*PROBLEM DESCRIPTION*. Add 111 to every x and y coordinate in the answers of the rows below, starting at the first row and ending at the row that contains "[[121, 84], [131, 91]]". Write those rows out again with their requests, and omit the pictures.

*TASK INPUT*.
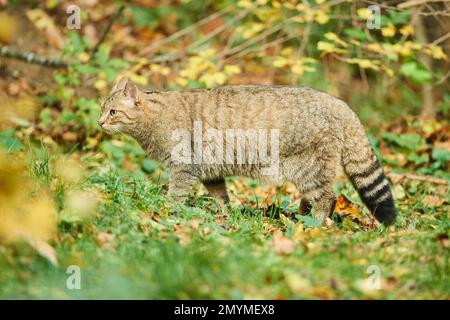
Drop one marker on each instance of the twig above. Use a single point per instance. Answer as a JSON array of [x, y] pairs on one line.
[[184, 31], [106, 30], [31, 57], [410, 176]]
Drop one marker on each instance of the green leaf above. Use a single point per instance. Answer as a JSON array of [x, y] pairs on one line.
[[309, 221], [417, 73], [356, 34], [9, 141]]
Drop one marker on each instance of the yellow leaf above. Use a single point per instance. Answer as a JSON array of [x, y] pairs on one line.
[[364, 13], [286, 51], [375, 47], [280, 62], [333, 37], [208, 53], [328, 47], [230, 69], [364, 63], [298, 69], [402, 50], [84, 57], [9, 27], [388, 31], [435, 51], [321, 17], [45, 250], [302, 7], [100, 84], [244, 4], [345, 207], [181, 81]]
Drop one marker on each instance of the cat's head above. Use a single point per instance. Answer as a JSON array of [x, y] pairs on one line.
[[122, 108]]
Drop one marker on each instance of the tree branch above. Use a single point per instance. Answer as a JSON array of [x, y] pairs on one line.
[[31, 57]]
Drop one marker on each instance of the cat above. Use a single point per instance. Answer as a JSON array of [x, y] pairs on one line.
[[317, 133]]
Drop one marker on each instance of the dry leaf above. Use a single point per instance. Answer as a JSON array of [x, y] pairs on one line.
[[344, 207]]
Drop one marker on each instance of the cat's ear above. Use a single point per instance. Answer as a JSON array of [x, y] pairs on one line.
[[121, 84], [131, 91]]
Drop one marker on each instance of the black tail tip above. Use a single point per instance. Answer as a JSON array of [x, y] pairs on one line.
[[386, 214]]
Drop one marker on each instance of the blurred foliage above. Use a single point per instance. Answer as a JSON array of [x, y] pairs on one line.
[[99, 202]]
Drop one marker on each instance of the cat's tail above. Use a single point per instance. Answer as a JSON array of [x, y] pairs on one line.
[[365, 172]]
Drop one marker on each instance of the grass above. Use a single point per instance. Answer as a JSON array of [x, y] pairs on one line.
[[139, 245]]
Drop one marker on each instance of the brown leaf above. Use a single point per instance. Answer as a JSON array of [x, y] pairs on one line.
[[45, 250], [283, 245]]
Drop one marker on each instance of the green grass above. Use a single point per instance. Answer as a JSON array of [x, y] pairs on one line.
[[167, 251]]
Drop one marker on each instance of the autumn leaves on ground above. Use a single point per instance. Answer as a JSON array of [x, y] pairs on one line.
[[72, 196]]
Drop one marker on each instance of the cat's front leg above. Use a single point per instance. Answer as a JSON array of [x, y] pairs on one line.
[[181, 183]]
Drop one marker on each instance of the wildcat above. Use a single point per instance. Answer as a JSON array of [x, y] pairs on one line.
[[316, 134]]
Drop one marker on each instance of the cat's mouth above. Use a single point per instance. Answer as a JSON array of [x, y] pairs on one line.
[[110, 129]]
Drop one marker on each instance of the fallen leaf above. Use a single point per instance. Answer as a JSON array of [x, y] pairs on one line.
[[344, 207]]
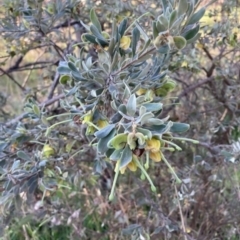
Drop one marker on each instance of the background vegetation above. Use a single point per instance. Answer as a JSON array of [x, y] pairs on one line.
[[73, 202]]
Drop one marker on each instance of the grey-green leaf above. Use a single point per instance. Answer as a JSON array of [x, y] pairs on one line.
[[94, 20], [23, 156], [182, 7], [122, 27], [152, 107], [132, 105], [180, 42], [196, 16], [116, 155], [179, 127], [173, 18], [145, 117], [135, 39], [191, 33], [104, 131], [102, 143]]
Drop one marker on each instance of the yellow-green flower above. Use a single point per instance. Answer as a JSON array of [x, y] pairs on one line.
[[102, 123], [125, 42], [48, 151], [141, 91], [153, 146], [88, 117], [132, 166]]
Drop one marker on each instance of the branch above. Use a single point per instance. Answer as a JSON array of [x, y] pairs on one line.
[[186, 92], [54, 85], [43, 104], [12, 78]]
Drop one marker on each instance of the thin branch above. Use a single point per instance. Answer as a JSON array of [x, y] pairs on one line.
[[188, 90], [12, 79], [54, 85], [43, 104]]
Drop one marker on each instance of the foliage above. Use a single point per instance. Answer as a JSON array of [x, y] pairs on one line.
[[117, 76]]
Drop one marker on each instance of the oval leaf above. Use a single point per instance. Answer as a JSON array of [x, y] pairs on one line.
[[94, 20], [196, 16], [126, 157], [180, 42], [132, 105], [179, 127], [104, 131]]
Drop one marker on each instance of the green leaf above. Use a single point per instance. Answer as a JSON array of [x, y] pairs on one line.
[[122, 27], [102, 143], [191, 33], [196, 16], [104, 131], [182, 7], [126, 157], [94, 20], [180, 42], [132, 105], [179, 127], [135, 39]]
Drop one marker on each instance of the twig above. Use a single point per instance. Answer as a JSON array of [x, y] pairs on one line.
[[186, 92], [181, 214], [12, 78], [53, 86], [43, 104]]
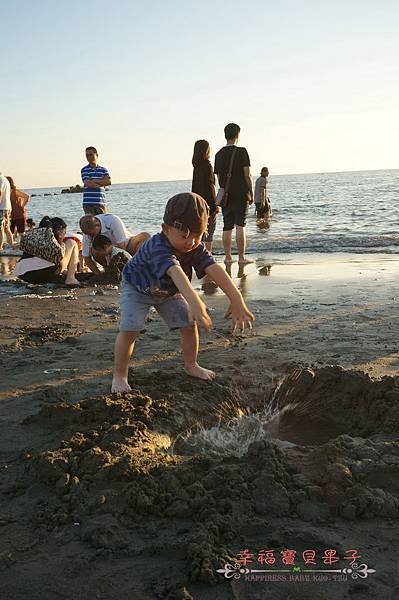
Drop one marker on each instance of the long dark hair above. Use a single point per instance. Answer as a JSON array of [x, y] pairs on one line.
[[201, 150], [56, 224]]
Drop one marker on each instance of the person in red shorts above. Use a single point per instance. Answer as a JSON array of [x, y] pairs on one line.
[[19, 200]]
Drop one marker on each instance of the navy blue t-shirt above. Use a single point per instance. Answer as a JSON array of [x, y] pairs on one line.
[[146, 270]]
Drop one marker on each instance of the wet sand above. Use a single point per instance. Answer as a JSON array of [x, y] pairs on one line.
[[110, 494]]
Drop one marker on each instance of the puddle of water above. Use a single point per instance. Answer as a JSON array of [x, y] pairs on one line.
[[232, 439]]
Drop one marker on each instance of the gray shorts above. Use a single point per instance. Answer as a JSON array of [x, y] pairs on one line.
[[134, 307]]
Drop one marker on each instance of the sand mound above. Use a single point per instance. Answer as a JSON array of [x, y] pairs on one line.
[[317, 405], [106, 482]]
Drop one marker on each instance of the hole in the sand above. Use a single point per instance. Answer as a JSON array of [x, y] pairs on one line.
[[309, 407], [231, 439]]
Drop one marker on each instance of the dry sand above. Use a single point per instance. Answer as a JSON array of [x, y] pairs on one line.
[[146, 495]]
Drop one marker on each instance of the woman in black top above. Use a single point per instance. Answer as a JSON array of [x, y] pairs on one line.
[[204, 185]]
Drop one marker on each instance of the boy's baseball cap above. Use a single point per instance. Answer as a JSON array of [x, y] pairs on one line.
[[188, 212]]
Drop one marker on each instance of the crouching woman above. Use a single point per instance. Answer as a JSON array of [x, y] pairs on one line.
[[47, 258]]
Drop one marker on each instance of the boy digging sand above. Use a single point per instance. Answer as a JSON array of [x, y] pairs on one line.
[[159, 275]]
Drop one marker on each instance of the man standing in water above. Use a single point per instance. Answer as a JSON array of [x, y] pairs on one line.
[[5, 212], [94, 178], [240, 193]]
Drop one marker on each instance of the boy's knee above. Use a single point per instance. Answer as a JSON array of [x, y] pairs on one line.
[[188, 328], [129, 336]]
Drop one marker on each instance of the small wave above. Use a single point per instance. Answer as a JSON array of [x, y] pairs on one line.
[[321, 243]]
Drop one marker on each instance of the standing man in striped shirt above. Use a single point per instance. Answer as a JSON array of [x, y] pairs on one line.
[[94, 178]]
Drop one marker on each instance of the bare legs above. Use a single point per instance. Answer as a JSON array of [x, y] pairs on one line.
[[70, 262], [135, 242], [227, 241], [189, 339], [124, 347], [5, 230]]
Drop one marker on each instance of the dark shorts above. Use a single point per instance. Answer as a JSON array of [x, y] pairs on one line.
[[94, 209], [4, 218], [47, 275], [235, 214], [18, 224], [211, 227]]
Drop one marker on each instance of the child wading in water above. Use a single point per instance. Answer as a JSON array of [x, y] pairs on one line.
[[159, 275], [263, 208]]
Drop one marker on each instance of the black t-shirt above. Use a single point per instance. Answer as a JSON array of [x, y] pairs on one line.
[[204, 183], [238, 186]]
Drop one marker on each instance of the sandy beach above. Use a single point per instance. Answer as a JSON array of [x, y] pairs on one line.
[[136, 496]]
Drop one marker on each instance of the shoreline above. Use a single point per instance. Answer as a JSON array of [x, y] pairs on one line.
[[88, 476]]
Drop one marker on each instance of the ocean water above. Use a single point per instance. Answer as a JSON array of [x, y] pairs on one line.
[[324, 212]]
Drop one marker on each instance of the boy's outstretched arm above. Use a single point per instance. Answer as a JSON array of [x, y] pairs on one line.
[[197, 307], [240, 314]]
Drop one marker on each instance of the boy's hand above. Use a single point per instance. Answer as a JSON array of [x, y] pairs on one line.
[[200, 315], [240, 316]]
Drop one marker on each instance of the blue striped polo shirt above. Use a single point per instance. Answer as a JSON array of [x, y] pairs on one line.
[[94, 195], [146, 270]]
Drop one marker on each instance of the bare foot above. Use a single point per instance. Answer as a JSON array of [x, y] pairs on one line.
[[197, 371], [120, 385], [245, 261], [72, 281]]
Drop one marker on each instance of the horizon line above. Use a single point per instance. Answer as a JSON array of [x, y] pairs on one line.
[[275, 175]]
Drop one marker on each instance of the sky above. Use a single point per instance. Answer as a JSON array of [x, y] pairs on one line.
[[313, 85]]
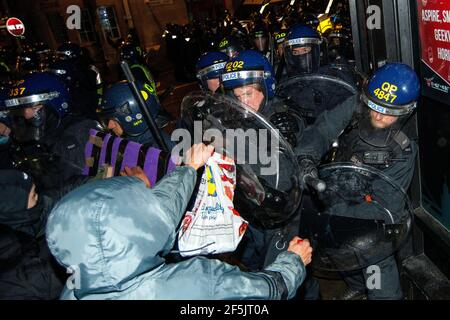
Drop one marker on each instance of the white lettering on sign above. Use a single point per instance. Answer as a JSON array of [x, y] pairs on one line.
[[446, 14], [442, 35], [431, 16]]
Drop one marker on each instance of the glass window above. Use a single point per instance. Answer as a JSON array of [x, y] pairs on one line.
[[108, 21], [434, 139], [87, 33]]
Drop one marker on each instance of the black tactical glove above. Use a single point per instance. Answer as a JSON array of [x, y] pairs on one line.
[[287, 125], [309, 176]]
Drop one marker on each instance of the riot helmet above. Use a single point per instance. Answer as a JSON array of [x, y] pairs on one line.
[[302, 49], [27, 60], [130, 52], [36, 103], [389, 98], [249, 78], [260, 37], [209, 68], [64, 70], [69, 51], [231, 46]]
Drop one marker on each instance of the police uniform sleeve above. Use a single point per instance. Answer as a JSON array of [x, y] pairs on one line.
[[211, 279], [317, 139], [175, 190]]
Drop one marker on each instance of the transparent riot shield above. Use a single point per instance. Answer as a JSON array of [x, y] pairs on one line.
[[310, 95], [361, 218], [267, 187]]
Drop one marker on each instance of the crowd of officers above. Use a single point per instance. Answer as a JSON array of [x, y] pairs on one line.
[[46, 115]]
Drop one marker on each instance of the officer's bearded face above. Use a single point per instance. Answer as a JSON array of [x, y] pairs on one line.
[[300, 51], [381, 121], [115, 127], [32, 197], [213, 84], [249, 96], [30, 113]]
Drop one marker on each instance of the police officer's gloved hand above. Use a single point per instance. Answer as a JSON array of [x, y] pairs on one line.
[[309, 176], [287, 126]]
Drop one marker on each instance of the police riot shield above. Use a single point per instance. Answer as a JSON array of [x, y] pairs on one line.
[[267, 188], [310, 95], [361, 218]]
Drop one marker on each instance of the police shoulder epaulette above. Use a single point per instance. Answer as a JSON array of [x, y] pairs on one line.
[[402, 140]]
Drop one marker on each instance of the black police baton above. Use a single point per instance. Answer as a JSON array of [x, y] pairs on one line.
[[141, 103], [315, 183]]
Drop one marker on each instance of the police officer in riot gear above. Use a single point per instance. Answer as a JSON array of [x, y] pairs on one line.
[[135, 58], [231, 46], [371, 131], [249, 78], [85, 83], [311, 88], [47, 139], [209, 67], [120, 113]]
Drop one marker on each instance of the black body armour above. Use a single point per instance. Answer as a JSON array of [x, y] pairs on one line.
[[290, 124], [351, 148]]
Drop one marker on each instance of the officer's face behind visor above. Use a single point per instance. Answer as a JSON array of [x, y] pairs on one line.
[[380, 120], [29, 123], [109, 122], [213, 84]]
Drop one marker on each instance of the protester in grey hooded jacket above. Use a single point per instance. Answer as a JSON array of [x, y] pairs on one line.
[[115, 233]]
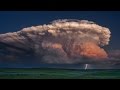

*FULL ANSWER*.
Drop one marker on each instance of the twig above. Use a single point per instance. Answer as a JSON array of [x, y] pairs on one line.
[[295, 142], [217, 141], [142, 168], [521, 287]]
Drop one marker on each instance of the green leaf above. Use a single point per instance. Answer as a JSON array of [x, y] pairs on one line.
[[420, 332], [528, 184], [467, 145], [120, 252]]
Drop one marker on each instance of the yellow leaf above. Use a single point per instance. Answer as a JSON array of [x, y] pairs on one line.
[[475, 124], [397, 162], [486, 158], [391, 173], [444, 148], [319, 164], [439, 158], [341, 180], [475, 174], [409, 180], [513, 161], [195, 168], [120, 138], [499, 142], [546, 162], [432, 128], [156, 361], [413, 118], [211, 195], [355, 115], [456, 318], [292, 192]]
Drop one marker on each instance of the cat's head above. Use a single point per instance. Answer as a JSON array of [x, y] pairs on one line.
[[233, 219]]
Drop one marker on each instance of the tree branch above. Use a single point per instance. Answer as a JSON array of [x, y] pairs on one line.
[[142, 168]]
Drop one marker on each instance of the cat above. Use a single point per instance. Answer as a JSON array of [x, y] pairs on one line.
[[428, 244]]
Drop one marker on each instance of the dry leaf above. Use a single point per instance. Answer as a JSON array of [x, y] pairs on one line.
[[455, 318]]
Drop one marker on each instance of the cat's ear above. Use a single point per instance. Answer as a JSON array of [x, y] pairs on one line.
[[232, 195], [242, 202]]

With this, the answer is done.